**EXERCISE SET**.
1. List each agricultural product that the tariff article says Beijing is expected to target with increased tariffs.
2. Repeat the passage of the tariff article between "Katie Micik Dehlinger" and "full steam ahead.", inclusive.
3. Carry on writing the tariff article from the point where it stops.

BEGIN EXTRACT PROVIDED

Teetering On the Edge of Tariffs

US, China Appear Set to Impose Tariffs Friday

Katie Micik Dehlinger
By  Katie Dehlinger , Farm Business Editor
The Trump administration is set to impose $34 billion of tariffs on Chinese goods at 12:01 a.m. EDT on Friday, and Beijing is expected to retaliate with increased tariffs on a lengthy list of agricultural goods, including soybeans. (DTN file photo by Jim Patrico)

MOUNT JULIET, Tenn. (DTN) -- As the smoke from barbeques and fireworks clears, the tariff picture is coming into focus, and it appears to be full steam ahead.

Mexico is slated to join Canada on Thursday in placing new tariffs, and increasing others, on a number of U.S. agricultural goods in retaliation for U.S. duties on steel and aluminum. And with no high-level trade discussions planned between the U.S. and China, the likelihood of a last-minute ceasefire seems unlikely.

The Trump administration is set to impose $34 billion of tariffs on Chinese goods at 12:01 a.m. EDT on Friday, and Beijing is expected to retaliate with increased tariffs on a lengthy list of agricultural goods, including soybeans, pork, poultry, dairy products, grains, fruits, nuts, vegetables and more.

"President Donald Trump's threatening another $200 billion of tariffs if China does respond that way, with the bigger picture being: Where is this headed?" asked DTN Analyst Todd Hultman. "And what's it going to mean? Will it have long-term ramifications for soybean demand from the world's largest soybean buyer? To me, that is the big, big question, and may not be answered tomorrow. But as things get more hostile, it continues to scare buyers away from the market and is keeping soybean prices at their lowest November prices in over two years."

November soybean futures prices dropped to $8.61 at midday on Thursday. Wednesday's DTN National Soybean Index dropped to $7.87, the lowest level since December 2008.

Hultman said the immediate impact has been on demand.

END EXTRACT PROVIDED
BEGIN DATASET CONTENT

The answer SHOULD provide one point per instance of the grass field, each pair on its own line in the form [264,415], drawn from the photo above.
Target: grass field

END DATASET CONTENT

**ANSWER SET**.
1. soybeans, pork, poultry, dairy products, grains, fruits, nuts, vegetables

2.
Katie Micik Dehlinger
By  Katie Dehlinger , Farm Business Editor
The Trump administration is set to impose $34 billion of tariffs on Chinese goods at 12:01 a.m. EDT on Friday, and Beijing is expected to retaliate with increased tariffs on a lengthy list of agricultural goods, including soybeans. (DTN file photo by Jim Patrico)

MOUNT JULIET, Tenn. (DTN) -- As the smoke from barbeques and fireworks clears, the tariff picture is coming into focus, and it appears to be full steam ahead.

3.
"There's some cash, physical demand, but as far as investors helping out prices, forget it. Commercials did turn long in last Friday's CFTC report for the first time since February. That's a good sign of recognizing that soybeans are at cheap values, but I think we're going to need to see more confidence from the investment side to help prices come out of this hole. If we didn't have this trade issue going on, I would say that's a great sign of support and we're probably near a market low, but in this political environment, I don't think you can step out and say that," he added.

Purdue University agricultural economist Brent Gloy said the administration's political choices are hard to predict, piling additional uncertainty on the market.

"It's not just China. We're picking trade fights with everybody we can," Gloy told DTN. "For most Americans it, honestly, doesn't make that much difference. But for those of us in an export-dependent sector, it's a big problem."

He also cautions that tariffs will have an impact over the long term, even if our trade disputes resolve relatively quickly. "There are serious costs on the trading system that are imposed by the tariffs. It's going to incentivize production in other places, Brazil particularly, at the detriment of us. The more you do that, it's just not ideal."

MEXICO TARIFFS

Mexico has already raised some tariffs in response to U.S. steel and aluminum tariffs, and is poised to raise or place new tariffs on 16 agricultural products, including cheeses, pork hams and shoulders, apples, sausages, frozen potatoes, frozen cranberries, orange juice and whiskey on Thursday.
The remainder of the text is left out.